- [Provided passage]:
Turning Point -- Guest Blog by Suzanne Lazear, author of INNOCENT DARKNESS

Katherine Longshore 12 Tuesday, February 21, 2012
I'm holed up cramming as much Tudor drama as I can into Book 2, so the lovely Suzanne Lazear, a 2k12 Classmate, has agreed to share a MAJOR turning point in her writing career with us.  Thank you, Suzanne!  And readers, don't forget to click the button in our header for a chance to win an ARC of Donna's debut, SKINNY.


I’ve wanted to be an author pretty much all my life.  Back in the third grade my teacher touted us “publishing” our own books as part of our curriculum.  I was heartbroken to discover “publishing” meant my mom using the school binding machine to turn our stories into little books.  I wanted my book to be in the bookstore—not displayed on a table in the school library.

- [Raw data]:
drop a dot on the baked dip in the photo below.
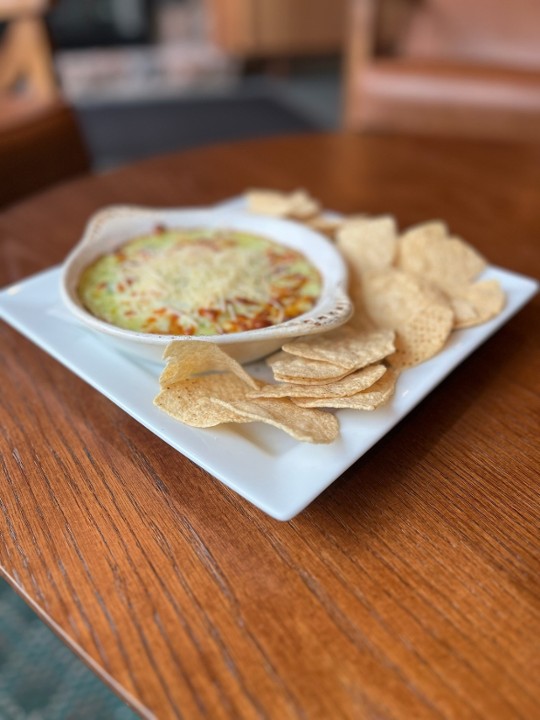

- [Objective A]: According to the guest blog post, what did "publishing" turn out to mean in the writer's third-grade class?
- [Objective B]: Copy the guest blog post from the words containing "Turning Point -- Guest" through "the school library.", putting "second grade" in place of "third grade".

- [Full output A]: It meant the writer's mom using the school binding machine to turn the students' stories into little books.

- [Full output B]:
Turning Point -- Guest Blog by Suzanne Lazear, author of INNOCENT DARKNESS

Katherine Longshore 12 Tuesday, February 21, 2012
I'm holed up cramming as much Tudor drama as I can into Book 2, so the lovely Suzanne Lazear, a 2k12 Classmate, has agreed to share a MAJOR turning point in her writing career with us.  Thank you, Suzanne!  And readers, don't forget to click the button in our header for a chance to win an ARC of Donna's debut, SKINNY.


I’ve wanted to be an author pretty much all my life.  Back in the second grade my teacher touted us “publishing” our own books as part of our curriculum.  I was heartbroken to discover “publishing” meant my mom using the school binding machine to turn our stories into little books.  I wanted my book to be in the bookstore—not displayed on a table in the school library.